# DOCUMENT
>> begin

THE FOLLOWING IS A “CONTRIVED” EXAMPLE THAT ILLUSTRATES A SITUATION IN WHICH PRECISION MAY BE SUBSTANTIALLY REDUCED BY MATCHING ON THE PROPENSITY SCORE.  IN THIS EXAMPLE, THE OUTCOME OF INTEREST IS JUMPING HEIGHT.  SUPPOSE THAT WE MATCH ON WHETHER OR NOT AN INDIVIDUAL IS IN THE ARMED FORCES.  THIS VARIABLE HAS A STRONG EFFECT ON FITNESS, AND THEREFORE ON JUMPING ABILITY.

Picture37

Picture38

FOR THE PURPOSES OF THIS EXAMPLE, SUPPOSE THAT STRATIFICATION IS DONE ON THE PROPENSITY SCORE, AND THAT THERE ARE JUST TWO VALUES OF IT, VIZ., 0 AND .1.   THIS EXAMPLE IS ADMITTEDLY EXTREME, BUT IS BEING USED TO ILLUSTRATE A POINT.  FURTHERMORE, LET US ASSUME THAT INDIVIDUALS ARE FORMED INTO MATCHED PAIRS BY MATCHING ON THE PS.

PEOPLE ARE REJECTED FROM THE ARMED FORCES BECAUSE THEY ARE TOO SHORT OR TOO TALL.  SINCE JUMPING ABILITY DEPENDS ON HEIGHT, THE DISTRIBUTION OF GROUP ABILITY WILL BE VERY VARIABLE FOR THE NON-SERVICE GROUP.  (THIS IS A GOOD EXAMPLE OF RUBIN’S POINT THAT CONTROL GROUPS MAY CONTAIN EXTREME VALUES OF COVARIATES, AND BE INTERNALLY MUCH MORE VARIABLE THAN TREATMENT GROUPS.)

FOR THIS EXAMPLE, IT IS ASSUMED THAT WE ARE CONSTRUCTING A STRATIFIED SAMPLE SURVEY IN WHICH THERE ARE TWO STRATA – PERSONS WHO ARE IN THE ARMED FORCES, AND PERSONS WHO ARE NOT IN THE ARMED FORCES.  IN THIS EXAMPLE, IT IS CLEAR THAT THE STRATUM OF PERSONS WHO ARE NOT IN THE ARMED FORCES WILL BE HIGHLY VARIABLE, CONSISTING OF INDIVIDUALS OF EXTREME HEIGHTS, BOTH VERY SHORT AND VERY TALL.  SINCE PEOPLE IN THE 0-PS STRATUM WILL VARY CONSIDERABLY WITH RESPECT TO JUMPING ABILITY, USE OF THIS STRATIFICATION WILL LIKELY PRODUCE ESTIMATES OF LOWER PRECISION THAN HAD THE STRATIFICATION NOT BEEN USED AT ALL.

>> end

(Entries drawn from a collection)

>> begin

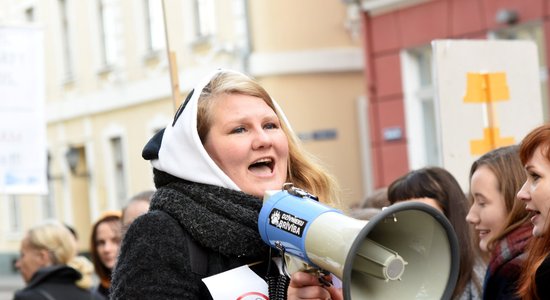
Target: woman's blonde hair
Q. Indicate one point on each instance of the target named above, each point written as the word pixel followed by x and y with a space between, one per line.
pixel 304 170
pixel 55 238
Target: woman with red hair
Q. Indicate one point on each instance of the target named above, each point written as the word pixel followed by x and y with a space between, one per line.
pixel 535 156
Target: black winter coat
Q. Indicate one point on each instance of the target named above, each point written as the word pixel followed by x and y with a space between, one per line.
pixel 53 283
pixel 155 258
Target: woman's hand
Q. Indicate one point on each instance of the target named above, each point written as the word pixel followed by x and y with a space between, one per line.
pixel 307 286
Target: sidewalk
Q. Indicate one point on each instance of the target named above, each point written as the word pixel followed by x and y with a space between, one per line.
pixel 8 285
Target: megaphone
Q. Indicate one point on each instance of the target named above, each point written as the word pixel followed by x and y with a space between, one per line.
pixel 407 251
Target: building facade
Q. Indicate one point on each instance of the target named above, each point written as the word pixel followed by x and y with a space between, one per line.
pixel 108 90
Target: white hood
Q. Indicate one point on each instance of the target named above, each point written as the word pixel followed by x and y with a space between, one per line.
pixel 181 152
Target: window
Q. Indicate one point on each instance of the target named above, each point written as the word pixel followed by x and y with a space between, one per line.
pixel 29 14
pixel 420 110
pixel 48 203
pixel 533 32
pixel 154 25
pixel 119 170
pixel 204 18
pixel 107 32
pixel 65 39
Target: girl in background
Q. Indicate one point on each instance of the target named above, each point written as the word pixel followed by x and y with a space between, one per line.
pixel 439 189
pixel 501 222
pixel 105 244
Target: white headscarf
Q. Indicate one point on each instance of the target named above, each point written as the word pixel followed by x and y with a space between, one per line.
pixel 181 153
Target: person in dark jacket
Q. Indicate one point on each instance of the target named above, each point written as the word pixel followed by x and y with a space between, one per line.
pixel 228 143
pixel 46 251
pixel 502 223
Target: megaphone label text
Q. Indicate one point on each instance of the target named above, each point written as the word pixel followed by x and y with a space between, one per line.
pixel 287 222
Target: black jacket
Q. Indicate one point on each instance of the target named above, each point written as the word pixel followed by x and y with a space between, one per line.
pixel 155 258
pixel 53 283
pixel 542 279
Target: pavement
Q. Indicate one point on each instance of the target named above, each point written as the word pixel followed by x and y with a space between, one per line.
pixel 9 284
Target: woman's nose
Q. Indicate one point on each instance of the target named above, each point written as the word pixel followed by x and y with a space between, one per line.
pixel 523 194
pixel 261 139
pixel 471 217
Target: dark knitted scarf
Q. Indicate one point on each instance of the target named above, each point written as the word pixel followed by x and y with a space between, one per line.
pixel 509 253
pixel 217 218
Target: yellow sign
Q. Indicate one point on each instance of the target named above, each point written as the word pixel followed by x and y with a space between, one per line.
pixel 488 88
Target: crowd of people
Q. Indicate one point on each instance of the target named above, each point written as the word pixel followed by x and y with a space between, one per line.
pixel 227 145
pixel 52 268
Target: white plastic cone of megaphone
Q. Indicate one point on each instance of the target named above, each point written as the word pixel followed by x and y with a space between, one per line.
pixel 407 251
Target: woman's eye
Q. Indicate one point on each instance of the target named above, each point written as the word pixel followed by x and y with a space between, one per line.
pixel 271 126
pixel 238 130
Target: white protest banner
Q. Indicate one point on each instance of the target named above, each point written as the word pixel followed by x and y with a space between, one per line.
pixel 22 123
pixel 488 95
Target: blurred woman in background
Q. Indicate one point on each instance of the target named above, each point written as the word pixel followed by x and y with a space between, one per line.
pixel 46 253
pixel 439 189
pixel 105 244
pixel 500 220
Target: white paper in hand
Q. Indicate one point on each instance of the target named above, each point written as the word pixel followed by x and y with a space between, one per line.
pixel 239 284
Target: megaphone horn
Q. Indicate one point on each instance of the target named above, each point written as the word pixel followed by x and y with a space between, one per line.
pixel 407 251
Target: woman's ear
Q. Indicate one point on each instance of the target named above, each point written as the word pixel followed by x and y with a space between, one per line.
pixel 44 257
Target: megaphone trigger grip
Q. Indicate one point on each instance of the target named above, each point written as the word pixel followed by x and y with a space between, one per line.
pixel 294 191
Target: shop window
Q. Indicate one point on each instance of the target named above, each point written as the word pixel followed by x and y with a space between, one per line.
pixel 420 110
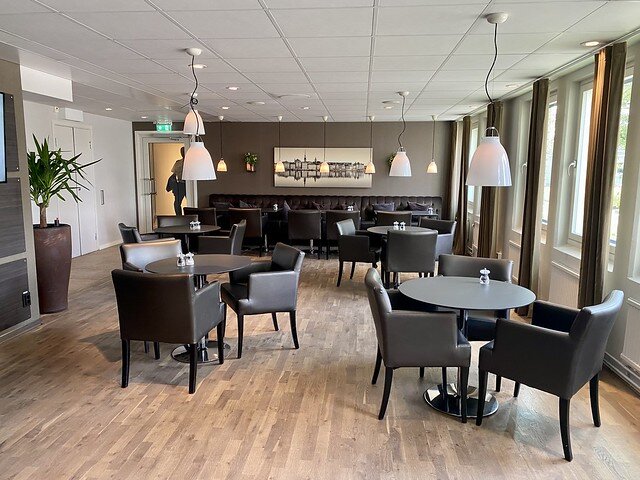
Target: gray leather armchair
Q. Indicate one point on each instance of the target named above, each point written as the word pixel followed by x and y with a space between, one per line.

>> end
>> begin

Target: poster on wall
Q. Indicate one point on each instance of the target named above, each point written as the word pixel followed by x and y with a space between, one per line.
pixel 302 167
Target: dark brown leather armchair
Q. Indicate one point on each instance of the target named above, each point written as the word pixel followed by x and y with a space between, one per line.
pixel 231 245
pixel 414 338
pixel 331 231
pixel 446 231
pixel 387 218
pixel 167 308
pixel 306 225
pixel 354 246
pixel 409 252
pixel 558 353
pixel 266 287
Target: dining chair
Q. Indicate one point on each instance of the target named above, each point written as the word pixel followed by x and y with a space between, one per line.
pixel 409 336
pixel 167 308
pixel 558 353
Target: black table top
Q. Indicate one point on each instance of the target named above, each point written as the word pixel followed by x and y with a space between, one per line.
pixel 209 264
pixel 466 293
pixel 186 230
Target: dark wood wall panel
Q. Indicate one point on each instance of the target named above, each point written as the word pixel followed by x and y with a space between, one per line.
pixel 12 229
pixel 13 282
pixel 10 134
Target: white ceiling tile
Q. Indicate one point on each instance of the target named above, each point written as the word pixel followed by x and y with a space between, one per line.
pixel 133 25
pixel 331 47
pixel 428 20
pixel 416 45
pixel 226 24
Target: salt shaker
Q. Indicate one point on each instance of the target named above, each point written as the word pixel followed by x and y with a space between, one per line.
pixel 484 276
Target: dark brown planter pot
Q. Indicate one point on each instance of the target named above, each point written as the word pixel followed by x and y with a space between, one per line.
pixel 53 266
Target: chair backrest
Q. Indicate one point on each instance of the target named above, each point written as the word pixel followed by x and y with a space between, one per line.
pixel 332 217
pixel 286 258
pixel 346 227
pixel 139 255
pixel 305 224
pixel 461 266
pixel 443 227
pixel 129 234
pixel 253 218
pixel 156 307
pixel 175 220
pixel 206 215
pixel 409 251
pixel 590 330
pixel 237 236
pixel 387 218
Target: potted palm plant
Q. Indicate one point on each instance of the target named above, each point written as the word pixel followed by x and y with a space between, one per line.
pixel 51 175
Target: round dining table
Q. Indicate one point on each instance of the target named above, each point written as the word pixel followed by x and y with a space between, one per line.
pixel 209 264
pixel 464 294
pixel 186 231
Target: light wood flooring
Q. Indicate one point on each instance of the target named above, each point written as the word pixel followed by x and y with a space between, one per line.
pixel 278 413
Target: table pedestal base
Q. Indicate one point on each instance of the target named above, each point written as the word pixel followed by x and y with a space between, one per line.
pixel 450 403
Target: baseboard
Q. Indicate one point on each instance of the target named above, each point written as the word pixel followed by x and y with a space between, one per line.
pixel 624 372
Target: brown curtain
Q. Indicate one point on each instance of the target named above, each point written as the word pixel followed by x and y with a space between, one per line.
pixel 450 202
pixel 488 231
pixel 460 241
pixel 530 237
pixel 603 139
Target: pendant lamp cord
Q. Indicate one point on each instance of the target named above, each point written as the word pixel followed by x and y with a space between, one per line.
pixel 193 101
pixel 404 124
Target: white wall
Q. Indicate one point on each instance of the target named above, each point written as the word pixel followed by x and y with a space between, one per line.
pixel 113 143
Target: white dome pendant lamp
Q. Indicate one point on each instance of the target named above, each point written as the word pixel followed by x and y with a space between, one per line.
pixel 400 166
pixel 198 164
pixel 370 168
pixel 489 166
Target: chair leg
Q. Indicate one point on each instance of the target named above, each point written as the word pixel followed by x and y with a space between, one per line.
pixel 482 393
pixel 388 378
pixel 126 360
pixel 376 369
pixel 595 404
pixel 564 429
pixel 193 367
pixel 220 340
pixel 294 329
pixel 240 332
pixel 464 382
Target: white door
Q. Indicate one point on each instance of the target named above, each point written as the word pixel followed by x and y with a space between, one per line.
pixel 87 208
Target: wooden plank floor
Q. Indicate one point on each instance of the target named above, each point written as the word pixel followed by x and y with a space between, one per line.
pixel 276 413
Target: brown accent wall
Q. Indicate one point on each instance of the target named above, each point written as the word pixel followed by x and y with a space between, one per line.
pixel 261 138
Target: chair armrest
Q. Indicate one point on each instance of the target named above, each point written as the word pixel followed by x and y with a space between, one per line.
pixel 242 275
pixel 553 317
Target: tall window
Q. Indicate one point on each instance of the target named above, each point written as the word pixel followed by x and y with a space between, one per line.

>> end

# PROBLEMS
1 – In the propensity-score example, why is the group not in the armed forces expected to vary widely in jumping ability? Answer in one to three sentences.
2 – Retype the part of the propensity-score example starting at "PEOPLE ARE REJECTED" and ending at "THAN TREATMENT GROUPS.)".
These rows come from a separate source.

# RESULTS BY TASK
1 – People are rejected from the armed forces for being too short or too tall, so the group not in the armed forces includes individuals of extreme heights. Because jumping ability depends on height, that group's ability is highly variable.

2 –
PEOPLE ARE REJECTED FROM THE ARMED FORCES BECAUSE THEY ARE TOO SHORT OR TOO TALL.  SINCE JUMPING ABILITY DEPENDS ON HEIGHT, THE DISTRIBUTION OF GROUP ABILITY WILL BE VERY VARIABLE FOR THE NON-SERVICE GROUP.  (THIS IS A GOOD EXAMPLE OF RUBIN’S POINT THAT CONTROL GROUPS MAY CONTAIN EXTREME VALUES OF COVARIATES, AND BE INTERNALLY MUCH MORE VARIABLE THAN TREATMENT GROUPS.)